--- Begin Article ---
I think I'll be better to rename MEMBLOCK_ALLOC_KASAN to, say,
MEMBLOCK_ALLOC_NOKMEMLEAK and use that for both KASAN and page table cases.

But more generally, we are going to hit this again and again.
Couldn't we add a memblock allocation as a mean to get more memory to
kmemleak::mem_pool_alloc()?

>  		end = memblock.current_limit;
>  
>  	/* avoid allocating the first page */
> @@ -1387,8 +1388,11 @@ phys_addr_t __init memblock_alloc_range_nid(phys_addr_t size,
>  	return 0;
>  
>  done:
> -	/* Skip kmemleak for kasan_init() due to high volume. */
> -	if (end != MEMBLOCK_ALLOC_KASAN)
--- End Article ---
--- Begin Data supplied ---
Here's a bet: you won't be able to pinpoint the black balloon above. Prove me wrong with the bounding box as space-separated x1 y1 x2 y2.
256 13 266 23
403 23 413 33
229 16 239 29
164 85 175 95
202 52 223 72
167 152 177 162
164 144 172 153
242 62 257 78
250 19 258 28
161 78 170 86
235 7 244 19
--- End Data supplied ---
* The tasks:
a) List every function that the memblock and kmemleak message names with parentheses.
b) According to the code comment quoted in the memblock and kmemleak message, why is kmemleak skipped for kasan_init()? Answer in one to three sentences.
c) Go on with the memblock and kmemleak message from the point where it stops.

* Task-by-task answers:
a) kmemleak::mem_pool_alloc(), memblock_alloc_range_nid(), kasan_init()

b) The removed comment in the quoted diff says that kmemleak is skipped for kasan_init() because of high volume.

c)
> +	/*
> +	 * Skip kmemleak for kasan_init() and early_pgtable_alloc() due to high
> +	 * volume.
> +	 */
> +	if (end != MEMBLOCK_ALLOC_KASAN && end != MEMBLOCK_ALLOC_PGTABLE)
>  		/*
>  		 * The min_count is set to 0 so that memblock allocated
>  		 * blocks are never reported as leaks. This is because many
> -- 
> 2.30.2
> 

-- 
Sincerely yours,
Mike.